How many lines in the records below contain the string "building"? Match case exactly and reply with the number alone.

▸ PROVIDED DATA
........

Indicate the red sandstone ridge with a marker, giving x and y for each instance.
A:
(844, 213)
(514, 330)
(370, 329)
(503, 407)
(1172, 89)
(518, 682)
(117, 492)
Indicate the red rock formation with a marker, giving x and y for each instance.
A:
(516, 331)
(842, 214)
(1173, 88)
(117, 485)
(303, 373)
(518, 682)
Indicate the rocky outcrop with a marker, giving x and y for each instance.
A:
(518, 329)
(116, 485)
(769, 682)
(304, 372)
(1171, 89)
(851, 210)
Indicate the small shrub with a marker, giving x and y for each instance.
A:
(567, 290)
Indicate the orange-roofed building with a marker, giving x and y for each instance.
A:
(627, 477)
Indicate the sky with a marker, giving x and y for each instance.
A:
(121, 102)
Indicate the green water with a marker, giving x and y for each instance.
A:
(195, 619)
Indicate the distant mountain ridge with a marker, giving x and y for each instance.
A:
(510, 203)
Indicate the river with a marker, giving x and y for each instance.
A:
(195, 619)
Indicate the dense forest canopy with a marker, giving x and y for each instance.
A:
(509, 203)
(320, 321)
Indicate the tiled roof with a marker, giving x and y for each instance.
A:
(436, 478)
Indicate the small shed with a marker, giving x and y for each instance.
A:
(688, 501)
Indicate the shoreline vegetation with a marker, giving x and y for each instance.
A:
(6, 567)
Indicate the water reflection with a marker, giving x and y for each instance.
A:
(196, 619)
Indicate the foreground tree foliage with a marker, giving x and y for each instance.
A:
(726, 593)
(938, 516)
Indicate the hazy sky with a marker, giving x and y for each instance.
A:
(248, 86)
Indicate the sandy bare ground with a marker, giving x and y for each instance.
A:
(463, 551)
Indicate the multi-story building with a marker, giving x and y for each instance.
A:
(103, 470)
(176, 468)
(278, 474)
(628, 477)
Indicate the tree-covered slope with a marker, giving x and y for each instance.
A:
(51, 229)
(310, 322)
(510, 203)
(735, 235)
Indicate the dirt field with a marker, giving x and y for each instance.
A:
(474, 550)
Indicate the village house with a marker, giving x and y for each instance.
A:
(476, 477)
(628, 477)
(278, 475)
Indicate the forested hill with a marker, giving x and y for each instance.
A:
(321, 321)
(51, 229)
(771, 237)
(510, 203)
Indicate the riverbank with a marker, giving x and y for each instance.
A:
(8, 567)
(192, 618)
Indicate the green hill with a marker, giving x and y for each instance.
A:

........

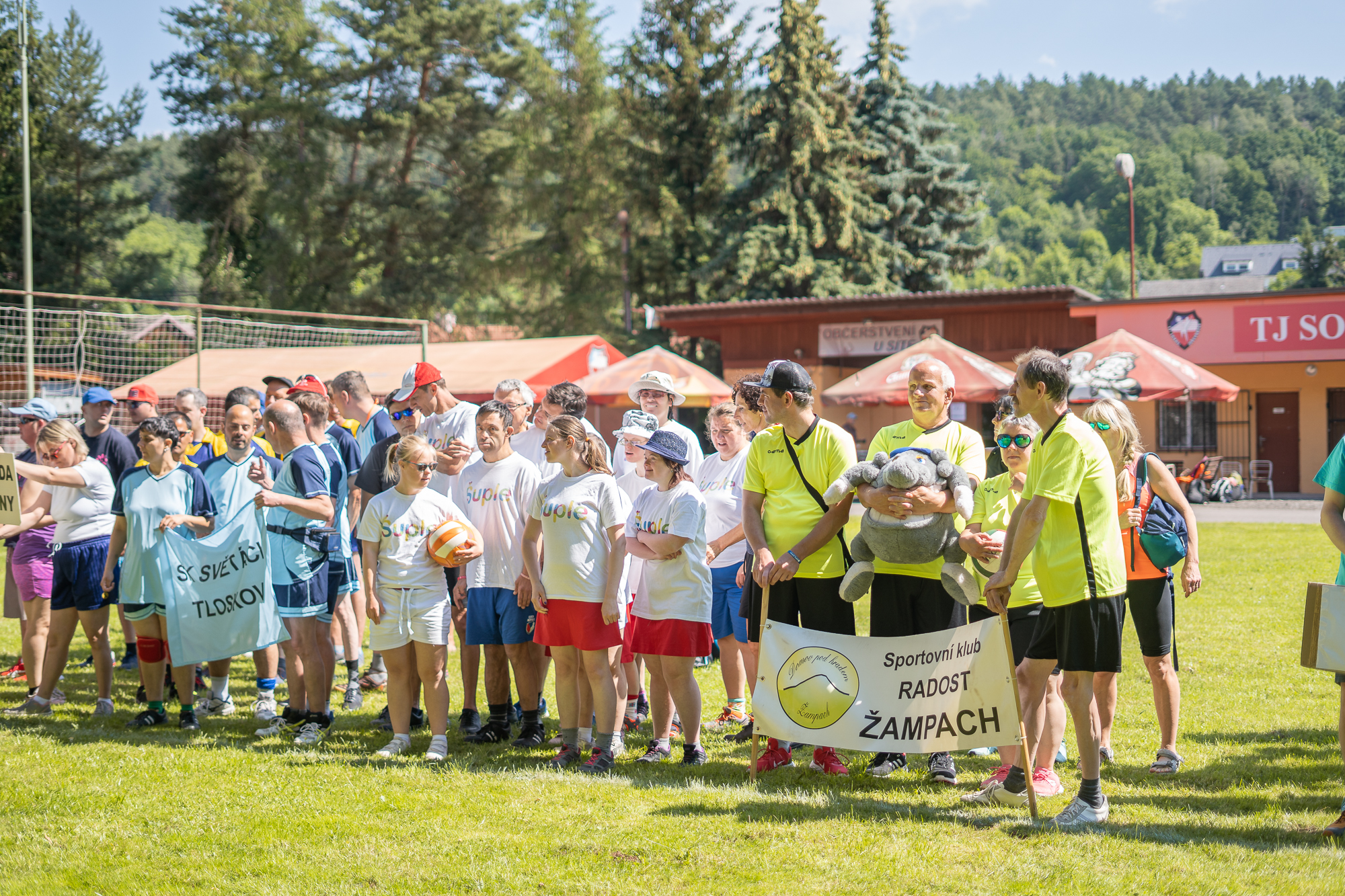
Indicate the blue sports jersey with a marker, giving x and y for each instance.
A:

........

▸ TASK RESPONSE
2